= WHAT TO DO =
Please count the lines in the records below that contain the string "tooth", with case taken into account, and give only that number.

= EXTRACTED INFORMATION =
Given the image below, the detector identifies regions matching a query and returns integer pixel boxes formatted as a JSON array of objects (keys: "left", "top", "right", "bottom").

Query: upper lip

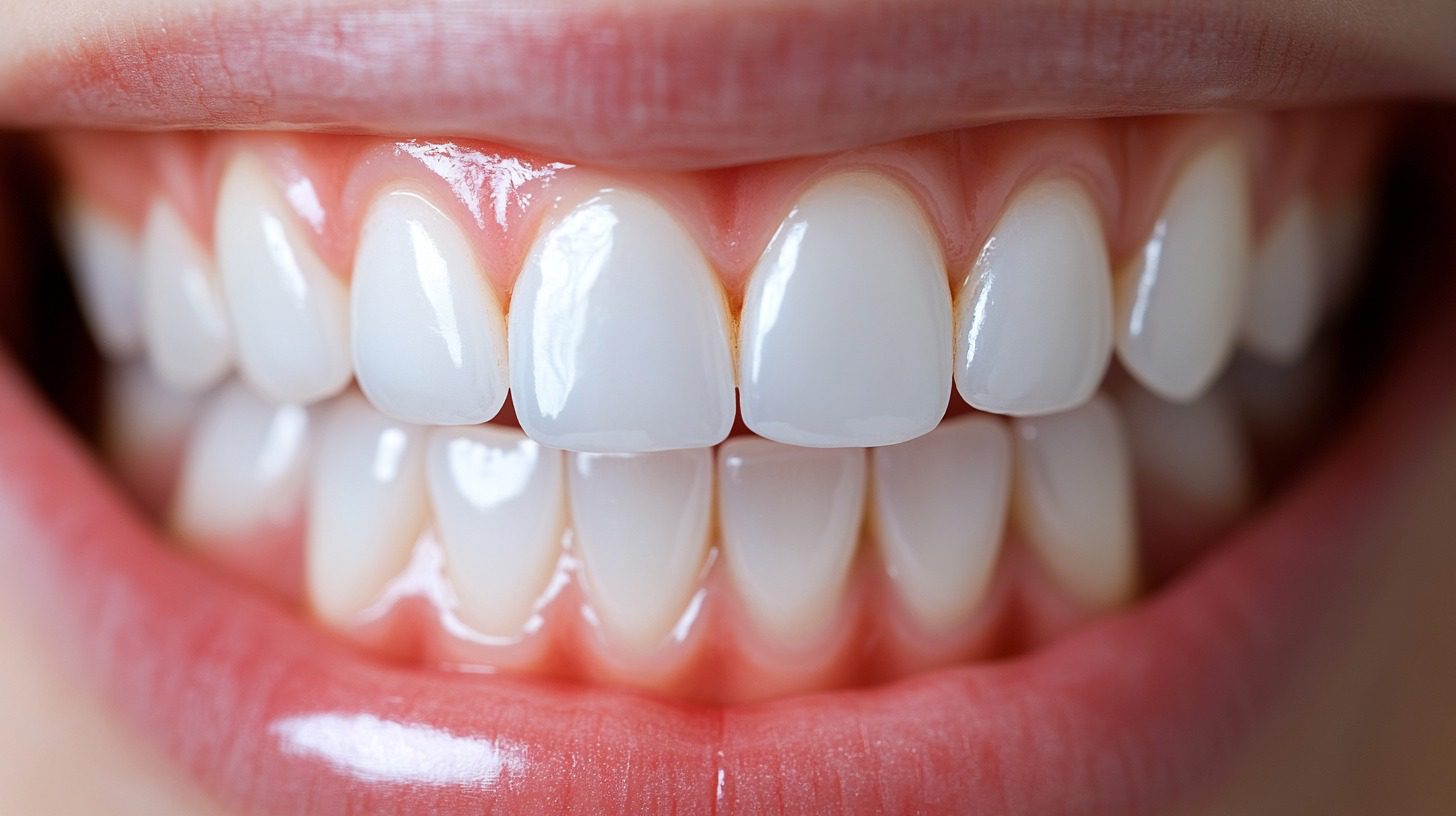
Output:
[{"left": 0, "top": 0, "right": 1456, "bottom": 168}]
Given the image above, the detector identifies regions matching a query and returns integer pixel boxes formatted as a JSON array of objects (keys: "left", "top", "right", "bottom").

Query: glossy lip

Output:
[
  {"left": 0, "top": 0, "right": 1456, "bottom": 168},
  {"left": 0, "top": 240, "right": 1456, "bottom": 816}
]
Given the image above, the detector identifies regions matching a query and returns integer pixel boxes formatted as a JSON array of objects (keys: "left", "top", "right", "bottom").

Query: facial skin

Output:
[{"left": 0, "top": 0, "right": 1456, "bottom": 815}]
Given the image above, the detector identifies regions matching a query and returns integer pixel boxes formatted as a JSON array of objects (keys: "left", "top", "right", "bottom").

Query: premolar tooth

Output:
[
  {"left": 214, "top": 156, "right": 351, "bottom": 402},
  {"left": 307, "top": 393, "right": 428, "bottom": 624},
  {"left": 141, "top": 200, "right": 233, "bottom": 391},
  {"left": 871, "top": 417, "right": 1010, "bottom": 628},
  {"left": 1243, "top": 195, "right": 1326, "bottom": 363},
  {"left": 425, "top": 425, "right": 563, "bottom": 637},
  {"left": 955, "top": 181, "right": 1112, "bottom": 415},
  {"left": 1117, "top": 141, "right": 1251, "bottom": 401},
  {"left": 352, "top": 189, "right": 508, "bottom": 425},
  {"left": 568, "top": 447, "right": 713, "bottom": 653},
  {"left": 1012, "top": 395, "right": 1137, "bottom": 609},
  {"left": 61, "top": 201, "right": 141, "bottom": 358},
  {"left": 510, "top": 189, "right": 734, "bottom": 453},
  {"left": 718, "top": 437, "right": 865, "bottom": 638},
  {"left": 172, "top": 382, "right": 310, "bottom": 544},
  {"left": 738, "top": 172, "right": 952, "bottom": 447}
]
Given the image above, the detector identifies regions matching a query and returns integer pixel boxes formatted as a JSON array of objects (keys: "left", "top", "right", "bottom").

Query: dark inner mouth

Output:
[{"left": 0, "top": 107, "right": 1449, "bottom": 708}]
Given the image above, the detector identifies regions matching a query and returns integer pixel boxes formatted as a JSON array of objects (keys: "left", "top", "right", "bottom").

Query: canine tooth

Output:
[
  {"left": 568, "top": 447, "right": 713, "bottom": 651},
  {"left": 306, "top": 393, "right": 428, "bottom": 624},
  {"left": 351, "top": 189, "right": 508, "bottom": 425},
  {"left": 738, "top": 172, "right": 952, "bottom": 447},
  {"left": 871, "top": 417, "right": 1010, "bottom": 628},
  {"left": 1243, "top": 195, "right": 1326, "bottom": 363},
  {"left": 214, "top": 156, "right": 351, "bottom": 402},
  {"left": 955, "top": 181, "right": 1112, "bottom": 415},
  {"left": 1012, "top": 395, "right": 1137, "bottom": 609},
  {"left": 61, "top": 201, "right": 141, "bottom": 358},
  {"left": 1117, "top": 141, "right": 1251, "bottom": 401},
  {"left": 1120, "top": 388, "right": 1254, "bottom": 530},
  {"left": 425, "top": 425, "right": 565, "bottom": 635},
  {"left": 141, "top": 200, "right": 233, "bottom": 391},
  {"left": 510, "top": 189, "right": 734, "bottom": 453},
  {"left": 718, "top": 437, "right": 865, "bottom": 638},
  {"left": 172, "top": 380, "right": 310, "bottom": 542}
]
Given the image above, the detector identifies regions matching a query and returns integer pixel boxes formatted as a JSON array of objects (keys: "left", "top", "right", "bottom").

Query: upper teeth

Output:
[{"left": 66, "top": 129, "right": 1362, "bottom": 453}]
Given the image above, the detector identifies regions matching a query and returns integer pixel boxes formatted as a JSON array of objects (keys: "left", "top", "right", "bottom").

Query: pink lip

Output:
[
  {"left": 0, "top": 0, "right": 1456, "bottom": 168},
  {"left": 0, "top": 253, "right": 1456, "bottom": 816}
]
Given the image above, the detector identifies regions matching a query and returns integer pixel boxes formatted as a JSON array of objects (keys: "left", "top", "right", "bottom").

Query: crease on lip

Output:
[{"left": 0, "top": 0, "right": 1456, "bottom": 168}]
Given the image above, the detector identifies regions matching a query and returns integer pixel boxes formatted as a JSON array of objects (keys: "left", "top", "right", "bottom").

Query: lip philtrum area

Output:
[{"left": 54, "top": 112, "right": 1377, "bottom": 701}]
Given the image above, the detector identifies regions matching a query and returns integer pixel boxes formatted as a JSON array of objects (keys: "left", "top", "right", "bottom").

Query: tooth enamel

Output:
[
  {"left": 955, "top": 181, "right": 1112, "bottom": 415},
  {"left": 307, "top": 393, "right": 428, "bottom": 624},
  {"left": 510, "top": 191, "right": 735, "bottom": 453},
  {"left": 871, "top": 417, "right": 1010, "bottom": 628},
  {"left": 1117, "top": 141, "right": 1251, "bottom": 401},
  {"left": 568, "top": 447, "right": 713, "bottom": 653},
  {"left": 1120, "top": 388, "right": 1254, "bottom": 530},
  {"left": 425, "top": 425, "right": 563, "bottom": 637},
  {"left": 141, "top": 200, "right": 233, "bottom": 391},
  {"left": 718, "top": 437, "right": 865, "bottom": 638},
  {"left": 738, "top": 173, "right": 952, "bottom": 447},
  {"left": 61, "top": 201, "right": 141, "bottom": 360},
  {"left": 172, "top": 382, "right": 310, "bottom": 544},
  {"left": 214, "top": 156, "right": 351, "bottom": 402},
  {"left": 1243, "top": 195, "right": 1326, "bottom": 363},
  {"left": 351, "top": 189, "right": 508, "bottom": 425},
  {"left": 1012, "top": 395, "right": 1137, "bottom": 609}
]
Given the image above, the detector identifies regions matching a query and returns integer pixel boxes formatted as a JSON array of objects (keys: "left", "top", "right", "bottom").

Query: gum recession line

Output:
[{"left": 42, "top": 110, "right": 1370, "bottom": 701}]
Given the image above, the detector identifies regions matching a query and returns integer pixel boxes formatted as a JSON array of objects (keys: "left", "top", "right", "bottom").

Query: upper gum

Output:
[{"left": 51, "top": 112, "right": 1379, "bottom": 303}]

= TASK RESPONSE =
3